··· Records for processing

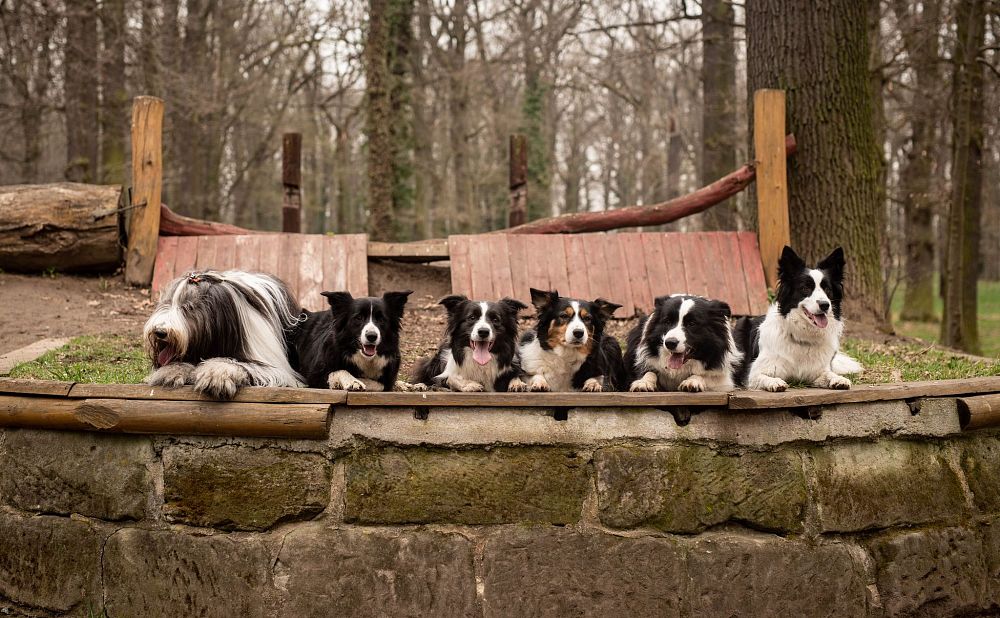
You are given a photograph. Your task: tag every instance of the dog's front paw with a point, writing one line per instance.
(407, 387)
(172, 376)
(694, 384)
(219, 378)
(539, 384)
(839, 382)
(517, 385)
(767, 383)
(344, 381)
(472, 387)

······
··· Records for processing

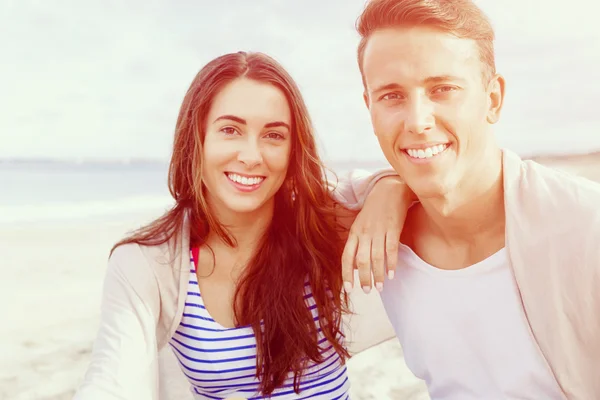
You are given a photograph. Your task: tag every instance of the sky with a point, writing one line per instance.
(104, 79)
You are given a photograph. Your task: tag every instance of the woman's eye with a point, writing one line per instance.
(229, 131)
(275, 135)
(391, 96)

······
··· Records for processing

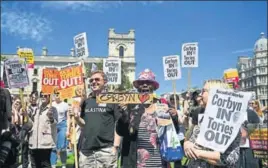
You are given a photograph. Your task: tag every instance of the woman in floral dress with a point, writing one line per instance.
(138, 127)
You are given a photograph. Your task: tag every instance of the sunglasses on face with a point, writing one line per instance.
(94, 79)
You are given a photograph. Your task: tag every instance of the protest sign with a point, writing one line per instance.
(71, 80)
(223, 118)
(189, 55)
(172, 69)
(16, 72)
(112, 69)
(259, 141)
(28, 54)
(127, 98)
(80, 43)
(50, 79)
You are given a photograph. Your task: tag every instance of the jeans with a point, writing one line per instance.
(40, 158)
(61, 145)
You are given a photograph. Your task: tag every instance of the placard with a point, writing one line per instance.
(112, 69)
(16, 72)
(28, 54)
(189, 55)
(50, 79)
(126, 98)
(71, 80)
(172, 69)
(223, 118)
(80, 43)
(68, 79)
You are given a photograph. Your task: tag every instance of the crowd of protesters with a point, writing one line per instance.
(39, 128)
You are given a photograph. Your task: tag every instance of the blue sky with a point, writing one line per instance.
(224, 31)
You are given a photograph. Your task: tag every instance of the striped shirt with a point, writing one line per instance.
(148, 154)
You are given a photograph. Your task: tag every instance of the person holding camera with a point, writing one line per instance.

······

§ **Exercise instructions**:
Copy the lines above exactly, beginning at the line that has "of the placard" and stopping after the line that has "of the person", and omit the rest.

§ **Output**:
You are given a photograph. Your task: tag every instance of the placard with a point, writing one line per instance.
(112, 69)
(16, 72)
(28, 54)
(189, 55)
(50, 79)
(126, 98)
(71, 80)
(172, 69)
(223, 118)
(80, 43)
(68, 79)
You are given a photograph. Your task: tag every instance of the crowd of protesters with a point, writing one line per instance.
(39, 128)
You are given a photograph. Your task: tag every instance of the blue sky with a point, writing one line per instance.
(224, 31)
You are given a photograph. Your task: tag every instance of the striped shirt with a point, writing one line per instance.
(148, 154)
You are given a photograph. Your task: tag every instance of the person holding camera with a point, writing one line per instance.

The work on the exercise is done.